§ YOUR ASSIGNMENT:
An exact transcription of every record is needed, leaving out the pictures.

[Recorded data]
______

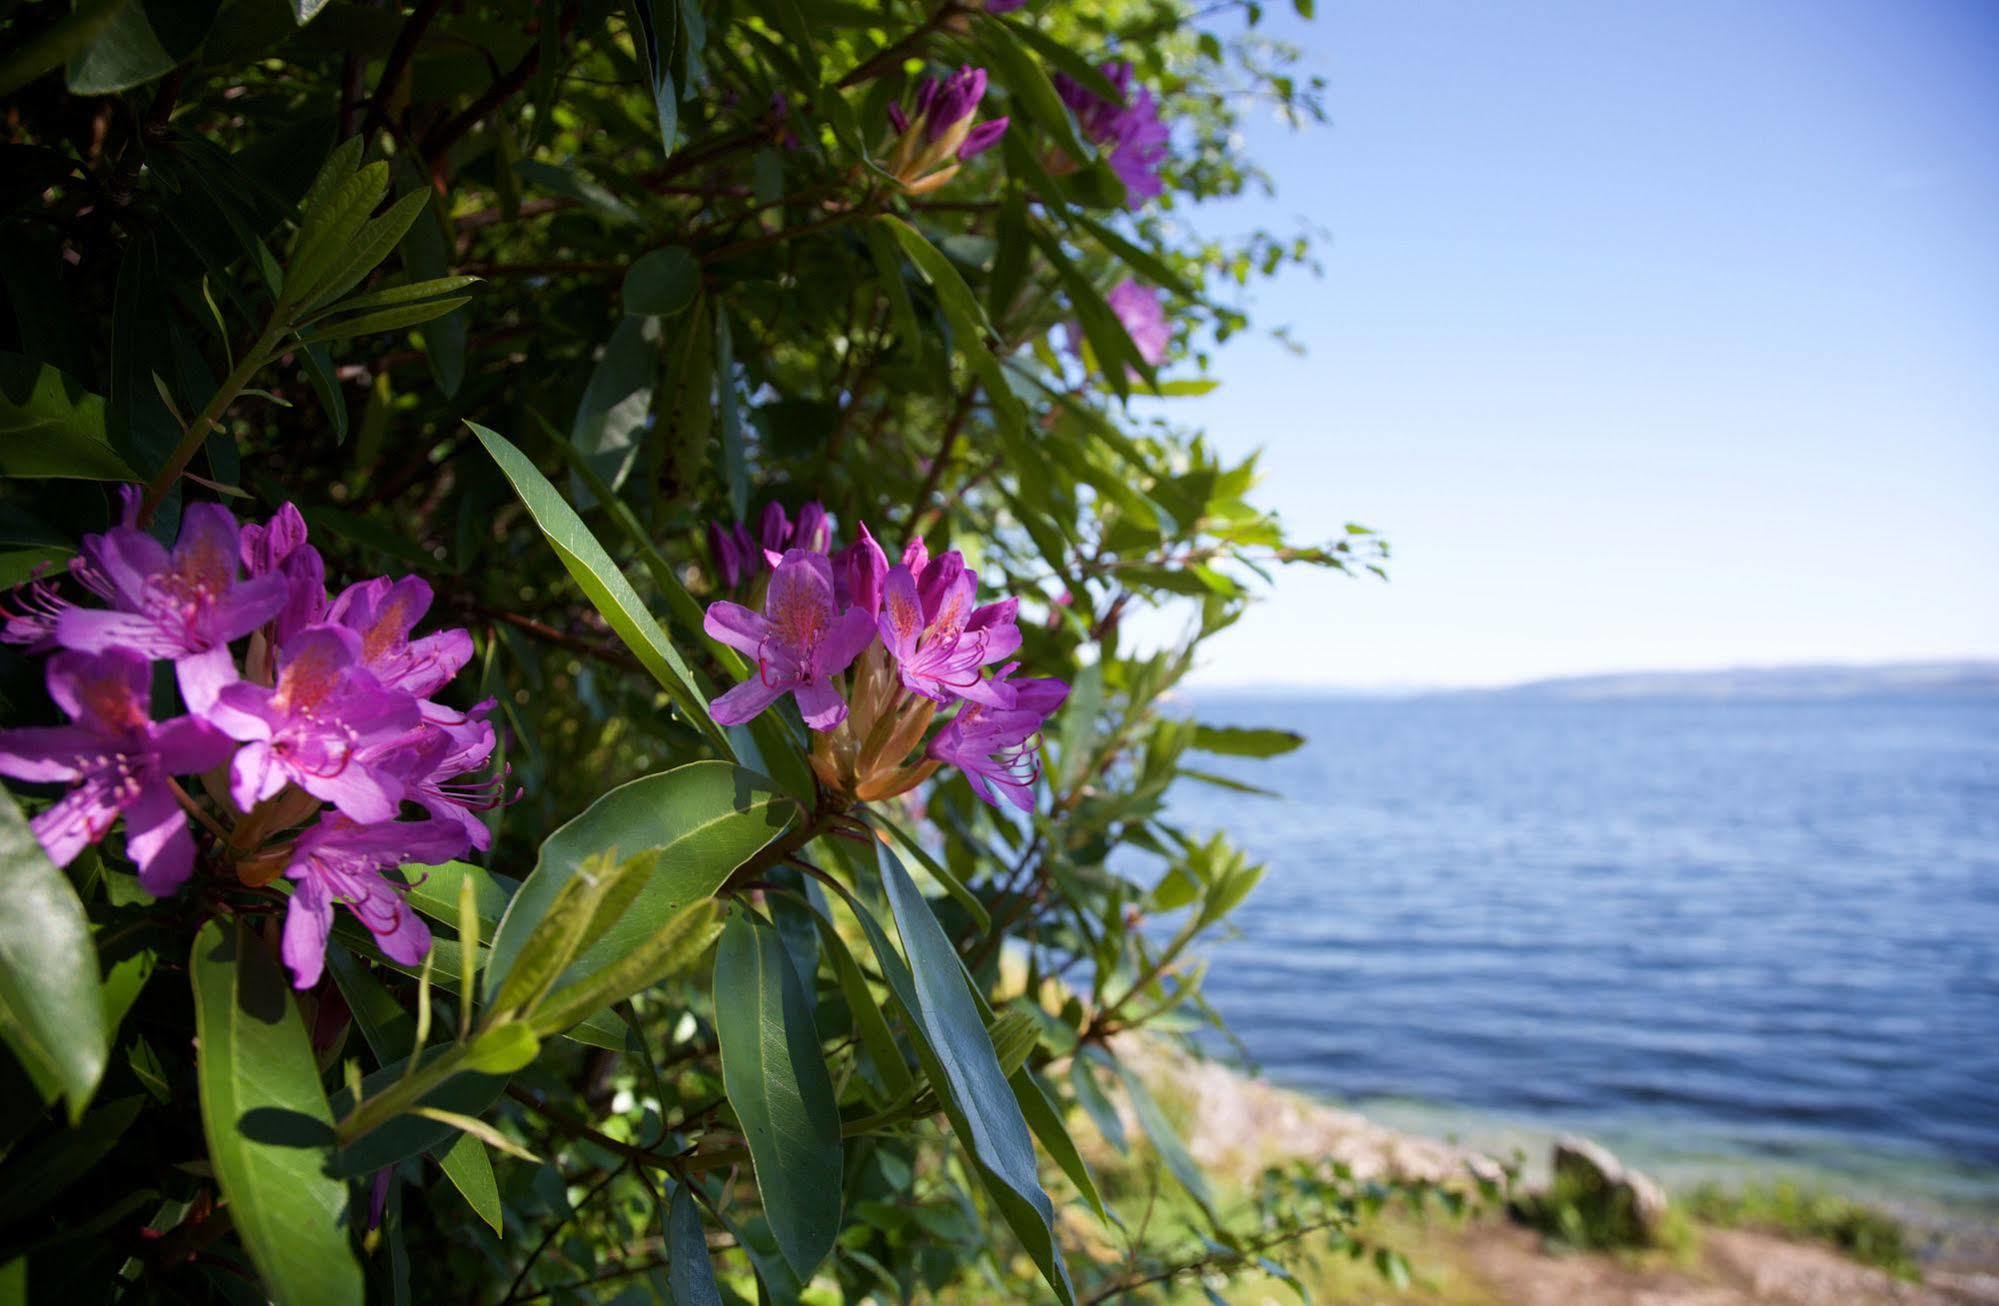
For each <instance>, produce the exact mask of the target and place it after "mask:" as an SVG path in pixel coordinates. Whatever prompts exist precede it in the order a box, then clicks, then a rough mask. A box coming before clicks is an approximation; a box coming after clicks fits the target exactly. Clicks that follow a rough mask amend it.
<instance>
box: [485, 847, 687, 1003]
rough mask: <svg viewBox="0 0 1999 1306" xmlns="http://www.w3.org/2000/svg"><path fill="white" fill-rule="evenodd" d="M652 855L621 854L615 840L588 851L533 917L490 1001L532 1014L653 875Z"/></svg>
mask: <svg viewBox="0 0 1999 1306" xmlns="http://www.w3.org/2000/svg"><path fill="white" fill-rule="evenodd" d="M656 858H658V854H656V852H654V850H644V852H640V854H638V856H632V858H620V856H618V848H616V846H606V848H600V850H598V852H592V854H590V856H586V858H584V860H582V864H580V866H578V868H576V874H572V876H570V878H568V880H564V882H562V888H560V890H558V892H556V898H554V902H550V904H548V910H546V912H542V916H540V920H536V922H534V930H532V932H530V934H528V942H524V944H522V946H520V954H518V956H516V958H514V964H512V968H510V970H508V974H506V982H504V984H500V992H498V996H496V998H494V1006H496V1008H498V1010H500V1012H528V1014H532V1012H534V1008H536V1006H538V1004H540V1002H542V998H544V996H546V994H548V992H550V990H552V988H554V986H556V982H558V980H560V978H562V972H564V970H568V968H570V962H574V960H576V956H578V954H580V952H582V950H584V948H588V946H590V944H594V942H598V940H600V938H604V934H606V930H610V928H612V924H616V922H618V920H620V918H622V916H624V914H626V908H630V906H632V900H634V898H638V892H640V890H642V888H644V886H646V880H648V878H650V876H652V870H654V866H656ZM502 928H504V922H502Z"/></svg>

______

§ THE COMPLETED TASK:
For each <instance>, produce the exact mask of the target and place it after "mask:" as an SVG path in pixel coordinates. Whatever prompts exist precede it in the order a box, then clicks, then a rough mask. A box coming before clicks is an approximation; a box coming after clicks fits the target exactly. Clicks that follow a rough mask amend it.
<instance>
box: [485, 847, 687, 1003]
rough mask: <svg viewBox="0 0 1999 1306" xmlns="http://www.w3.org/2000/svg"><path fill="white" fill-rule="evenodd" d="M652 855L621 854L615 840L588 851L533 917L490 1001L532 1014L653 875Z"/></svg>
mask: <svg viewBox="0 0 1999 1306" xmlns="http://www.w3.org/2000/svg"><path fill="white" fill-rule="evenodd" d="M656 858H658V854H656V852H654V850H644V852H640V854H638V856H632V858H620V856H618V848H616V846H606V848H600V850H598V852H592V854H590V856H586V858H584V860H582V864H580V866H578V868H576V874H572V876H570V878H568V880H564V882H562V888H560V890H558V892H556V898H554V902H550V904H548V910H546V912H542V916H540V920H536V922H534V930H532V932H530V934H528V942H524V944H522V946H520V954H518V956H516V958H514V964H512V968H510V970H508V974H506V982H504V984H500V992H498V996H496V998H494V1006H496V1008H498V1010H500V1012H528V1014H532V1012H534V1008H536V1006H538V1004H540V1002H542V998H544V996H546V994H548V992H550V990H552V988H554V986H556V982H558V980H560V978H562V972H564V970H568V968H570V962H574V960H576V956H578V954H580V952H582V950H584V948H588V946H590V944H594V942H598V940H600V938H604V934H606V930H610V928H612V924H616V922H618V920H620V918H622V916H624V914H626V908H630V906H632V900H634V898H638V892H640V890H642V888H644V886H646V880H648V878H650V876H652V870H654V866H656ZM502 928H504V922H502Z"/></svg>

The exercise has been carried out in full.